====== Given passage

INSURASALES

Billions on the Line: How Three Dropped Calls Sparked a Fight Over Medicare Star Ratings

When three phone calls failed at Humana’s customer service line, it set off a legal battle that could cost the health insurer billions. On the surface, it sounds absurd. But in the world of Medicare Advantage star ratings, every detail counts — right down to whether a call connects with an interpreter.

Why Star Ratings Matter

Star ratings, a product of the Affordable Care Act, score Medicare Advantage plans on a scale of one to five. They’re meant to help seniors and people with disabilities evaluate their coverage choices. In practice, though, the ratings are just as important to Wall Street as they are to patients.

Plans with higher ratings attract bonus payments from the Centers for Medicare & Medicaid Services (CMS), allowing insurers to reinvest in richer benefits. In 2024 alone, those payments totaled nearly $13 billion, more than quadruple what the government spent in 2015.

“Star ratings play a more consequential role in the payments for insurers’ plans than they do in beneficiaries’ decisions about which plans to enroll in.”
— Jeannie Fuglesten Biniek, Associate Director, KFF

Humana, which covers roughly 17 million Americans, saw its stock tumble 12 percent last October after disappointing ratings. Analysts estimate that lower scores could cost the company $3 billion in lost revenue.

The Dispute at Hand

CMS requires a flawless record on foreign-language calls to earn top marks for call center performance. Humana failed three such test calls, allegedly hanging up on callers who needed interpreter assistance. The agency said the lapses reflected “shortcomings in providing the barest minimum of customer service.” Humana disagrees and is seeking a ruling before October 15.

This isn’t the first time ratings have hinged on dropped calls. UnitedHealth recently won its own court fight after a judge ordered CMS to recalculate ratings without penalizing a disputed call.

The Broader Industry Impact

The controversy highlights deeper questions about how much star ratings really reflect quality of care. With more insurers challenging CMS in court, the system itself is under scrutiny.

Some experts argue the system has grown overly complex, with dozens of metrics that may not always align with patient outcomes. For example, cancer screenings or chronic disease management arguably have more impact on health than call center logistics.

“It underscores the Byzantine nature of the star ratings system that you can have billions of dollars riding on whether a single call is dropped.”

============
====== Input data

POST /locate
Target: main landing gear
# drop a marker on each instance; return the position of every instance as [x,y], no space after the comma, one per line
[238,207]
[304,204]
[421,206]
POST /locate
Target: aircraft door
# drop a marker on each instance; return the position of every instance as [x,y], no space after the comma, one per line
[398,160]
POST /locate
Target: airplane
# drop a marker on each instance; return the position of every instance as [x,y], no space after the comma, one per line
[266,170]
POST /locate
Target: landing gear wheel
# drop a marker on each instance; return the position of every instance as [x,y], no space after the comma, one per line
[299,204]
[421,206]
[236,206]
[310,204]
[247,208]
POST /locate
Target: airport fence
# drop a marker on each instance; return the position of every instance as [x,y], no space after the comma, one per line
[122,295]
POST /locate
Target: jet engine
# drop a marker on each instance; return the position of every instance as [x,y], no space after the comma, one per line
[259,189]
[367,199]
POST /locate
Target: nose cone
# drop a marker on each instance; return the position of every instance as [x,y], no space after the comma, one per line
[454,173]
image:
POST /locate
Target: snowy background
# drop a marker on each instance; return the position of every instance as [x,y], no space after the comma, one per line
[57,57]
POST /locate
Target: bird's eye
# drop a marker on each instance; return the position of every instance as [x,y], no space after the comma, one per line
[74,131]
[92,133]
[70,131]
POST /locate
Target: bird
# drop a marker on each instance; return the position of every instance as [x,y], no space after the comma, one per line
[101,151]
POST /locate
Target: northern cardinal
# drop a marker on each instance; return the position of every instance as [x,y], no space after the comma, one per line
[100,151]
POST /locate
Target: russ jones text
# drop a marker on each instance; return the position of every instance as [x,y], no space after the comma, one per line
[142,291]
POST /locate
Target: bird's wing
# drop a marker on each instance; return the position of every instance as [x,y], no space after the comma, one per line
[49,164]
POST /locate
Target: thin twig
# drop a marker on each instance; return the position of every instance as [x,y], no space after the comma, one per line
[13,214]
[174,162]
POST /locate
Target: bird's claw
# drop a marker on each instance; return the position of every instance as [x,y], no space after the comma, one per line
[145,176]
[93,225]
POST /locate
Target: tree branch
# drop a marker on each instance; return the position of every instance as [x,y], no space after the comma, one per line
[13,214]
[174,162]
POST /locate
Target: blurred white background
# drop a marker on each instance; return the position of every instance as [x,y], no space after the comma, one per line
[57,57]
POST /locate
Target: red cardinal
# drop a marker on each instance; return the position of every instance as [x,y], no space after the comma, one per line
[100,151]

============
====== Input data

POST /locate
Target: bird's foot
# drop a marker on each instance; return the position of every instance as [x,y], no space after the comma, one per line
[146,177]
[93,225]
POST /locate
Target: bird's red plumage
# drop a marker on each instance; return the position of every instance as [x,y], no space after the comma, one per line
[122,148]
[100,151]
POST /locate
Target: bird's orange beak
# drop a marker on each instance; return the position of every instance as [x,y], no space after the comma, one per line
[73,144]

============

Things to do
1 - Decide whether each statement agrees with the star ratings article, answering yes or no and quoting the exact words of the article that settle it.
(a) Bonus payments tied to star ratings came to nearly $13 billion in 2024.
(b) Humana's stock went up after its ratings were released.
(c) UnitedHealth lost its court fight over a disputed call.
2 - Rewrite the star ratings article from "CMS requires a" up to and including "before October 15.", putting "trial calls" in place of "test calls".
3 - Summarize the star ratings article in two sentences.
The entries have no connection to the star ratings article.

Numbered responses
1 -
(a) Yes: "In 2024 alone, those payments totaled nearly $13 billion"
(b) No: "saw its stock tumble 12 percent last October after disappointing ratings"
(c) No: "UnitedHealth recently won its own court fight"

2 -
CMS requires a flawless record on foreign-language calls to earn top marks for call center performance. Humana failed three such trial calls, allegedly hanging up on callers who needed interpreter assistance. The agency said the lapses reflected “shortcomings in providing the barest minimum of customer service.” Humana disagrees and is seeking a ruling before October 15.

3 - Humana is fighting CMS in court after failing three foreign-language test calls, which lowered star ratings that determine bonus payments and could cost the insurer $3 billion. The dispute, like an earlier one that UnitedHealth won, raises questions about whether the complex ratings system really reflects quality of care.